SET TASK:
Carry on the reflection on Job 14 from the point where it stops.

DOCUMENT TEXT:
Though its root grow old in the earth,
    and its stump die in the soil,
yet at the scent of water it will bud
    and put out branches like a young plant.
But a man dies and is laid low;
    man breathes his last, and where is he?
As waters fail from a lake
    and a river wastes away and dries up,
so a man lies down and rises not again;
    till the heavens are no more he will not awake
    or be roused out of his sleep.
Oh that you would hide me in Sheol,
    that you would conceal me until your wrath be past,
    that you would appoint me a set time, and remember me!
If a man dies, shall he live again?
    All the days of my service I would wait,
    till my renewal should come.
You would call, and I would answer you;
    you would long for the work of your hands.
For then you would number my steps;
    you would not keep watch over my sin;
my transgression would be sealed up in a bag,
    and you would cover over my iniquity.

Job 14:1-17 ESV

There is, first, a reality alluded to by Job – that of hostility between God and man. Job mentions that God sees him, judges him, and how he is unclean before God who is the standard of purity and holiness. This points to a broken relationship. Man’s sin, his uncleanness, puts him forever apart from God. God looks on man and judges his wickedness from on high.

There is a war between man and God. They are not on the same side.

Job’s first question, then, is why God continues to fight a defeated opponent. Why is God still sending the bombers of judgement to crush the sinful city which is already a smouldering ruin?

Job says that man is of no account – like flowers that come to life only to die in a blink. Man, says Job, is like a shadow that fades and vanishes away. So why does God care?

COLLECTED DATA:
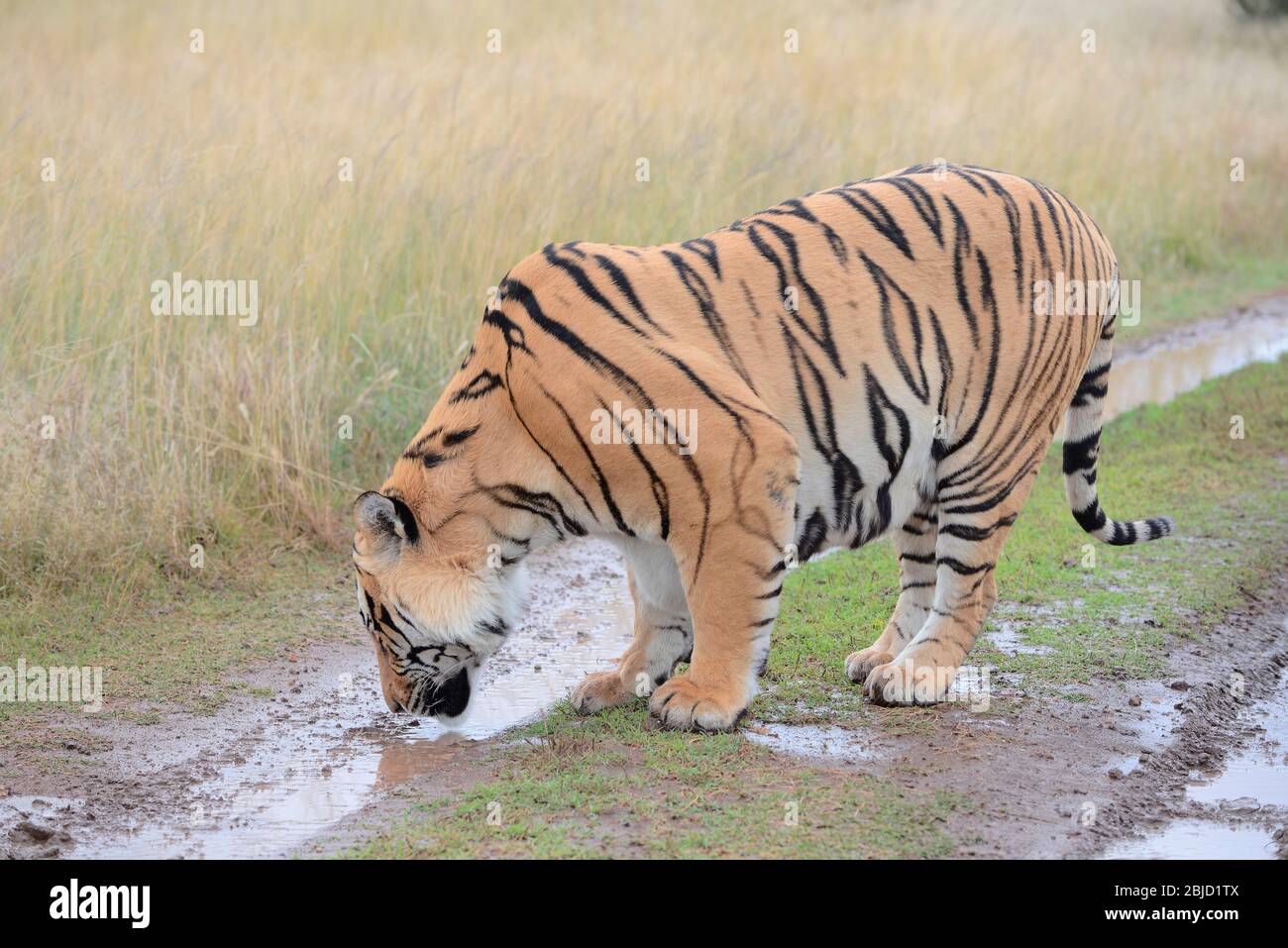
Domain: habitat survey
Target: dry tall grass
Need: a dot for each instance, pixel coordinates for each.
(223, 163)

TASK RESPONSE:
Could it be some form of fatherly discipline? Is God trying to punish the sin out of us before we die? Job rejects this idea saying, “Who can bring a clean thing out of an unclean? There is not one.” Mere discipline or pain cannot purify the heart of man. God is not changing sinful hearts through wrath and judgement. So why is God doing it? What hope is there in it?

He moves then, from this argument that God is waging a pointless war, to his proposal. Whether it is a genuine proposal or more of a hypothetical one given to promote his real agenda remains to be seen. It is this: God should let man live his transient life in peace and not constantly make him face the consequences of his sin.

His reasoning is that God is in total control and knows every detail of a man’s life. Man is a defeated foe, and he cannot live a single moment outside of God’s plan. These facts add to Job’s argument that God’s judgement of sin is of no use in changing our sinful hearts. And if God knows the future, as Job says, God also knows this to be true.

What comes next, I think, is where Job begins to hint at his real agenda. He starts talking about death.

He says first, that “there is hope for a tree.” The word hope is critical. Hope for what? For change. For growth even after being chopped down. For new life. Why does hope exist for the tree? Because even when it dies, it can grow back. In other words – it has time.

But time is not on man’s side. We live a fleeting number of years and are gone forever. we don’t get another chance to earn God’s favor, to live a better life, to make God happy with us enough to overlook our sin. Once we are in the ground that is it. No do overs. No second chances. Job says that, “till the heavens are no more he will not awake or be roused out of his sleep.”

We now begin to understand the source of Job’s confusion. He faces, on one hand, the truth that sinful man is not right with almighty God, and that a holy God must judge sinners. Yet, on the other hand, he sees the hopelessness, the vanity of the entire situation. Who wins? Surely not man, who dies in his sin. But does God win when time after time his wrath toward sin never results in reconciliation, in change, in an end to the hostility between God and man? No.

If God were satisfied with wrath against sin, would he not simply wipe mankind out once and for all? Why allow us to continue to live and die and face judgement, with no hope or time to change?

There must be another way.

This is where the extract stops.